START Records provided

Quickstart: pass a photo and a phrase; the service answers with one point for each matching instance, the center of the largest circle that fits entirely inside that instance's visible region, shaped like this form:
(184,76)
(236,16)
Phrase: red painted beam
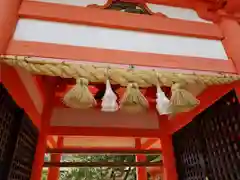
(51,142)
(149,143)
(81,148)
(17,89)
(207,98)
(98,131)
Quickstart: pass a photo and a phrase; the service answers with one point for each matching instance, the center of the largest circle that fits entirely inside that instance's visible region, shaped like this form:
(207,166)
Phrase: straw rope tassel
(79,96)
(133,100)
(162,102)
(109,100)
(181,100)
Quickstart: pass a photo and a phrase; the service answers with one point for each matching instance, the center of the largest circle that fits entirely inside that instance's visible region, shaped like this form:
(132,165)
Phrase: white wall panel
(117,39)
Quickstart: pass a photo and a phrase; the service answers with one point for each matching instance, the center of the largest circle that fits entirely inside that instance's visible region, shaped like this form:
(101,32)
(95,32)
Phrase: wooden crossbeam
(103,164)
(104,151)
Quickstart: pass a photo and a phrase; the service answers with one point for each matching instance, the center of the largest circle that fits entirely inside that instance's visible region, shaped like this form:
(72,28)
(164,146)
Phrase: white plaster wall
(104,142)
(117,39)
(97,118)
(177,12)
(83,3)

END Records provided

— Task —
The task calls for all records to be set down precisely, excluding any images.

— Answer to this task —
Quickstart: pass a photo and a phrase; the service answers with one point for each matching instance, the center of the largest circle that fits entirely inside that instance's visible region, shaped like this form:
(184,76)
(236,16)
Phrase: red painted beam
(51,142)
(149,143)
(81,148)
(17,89)
(207,98)
(98,131)
Quickstart: pass a photo and a phrase; the service answers with one point for each matching instance, the center of the largest circle that fits entirely inside that instance's visible region, shaped like this form:
(207,166)
Phrase: straw rope tassel
(79,96)
(133,100)
(162,102)
(109,100)
(181,100)
Quickstart: pass a photo and a phrase; the service answers with one point for each matching instance, the center of the largest circle that fits entirely inside that instance's visible region, shaped like this form:
(132,165)
Phrase: white wall panel
(117,39)
Quickstart: pass a photo and a phrase; the service answers with one point for each matching instance, the center of the largest circle that fits entirely inside that instance's visible region, shaped like this form:
(101,32)
(95,32)
Phrase: wooden crossbeam
(103,164)
(104,151)
Quickstart: pass a photo and a phrase; the service answers with one point for each matching instance, the center of the largest circle that fits entirely inside that instance's visible region, shaped like this form:
(72,28)
(164,146)
Phrase: white plaster wall
(104,142)
(117,39)
(97,118)
(177,12)
(83,3)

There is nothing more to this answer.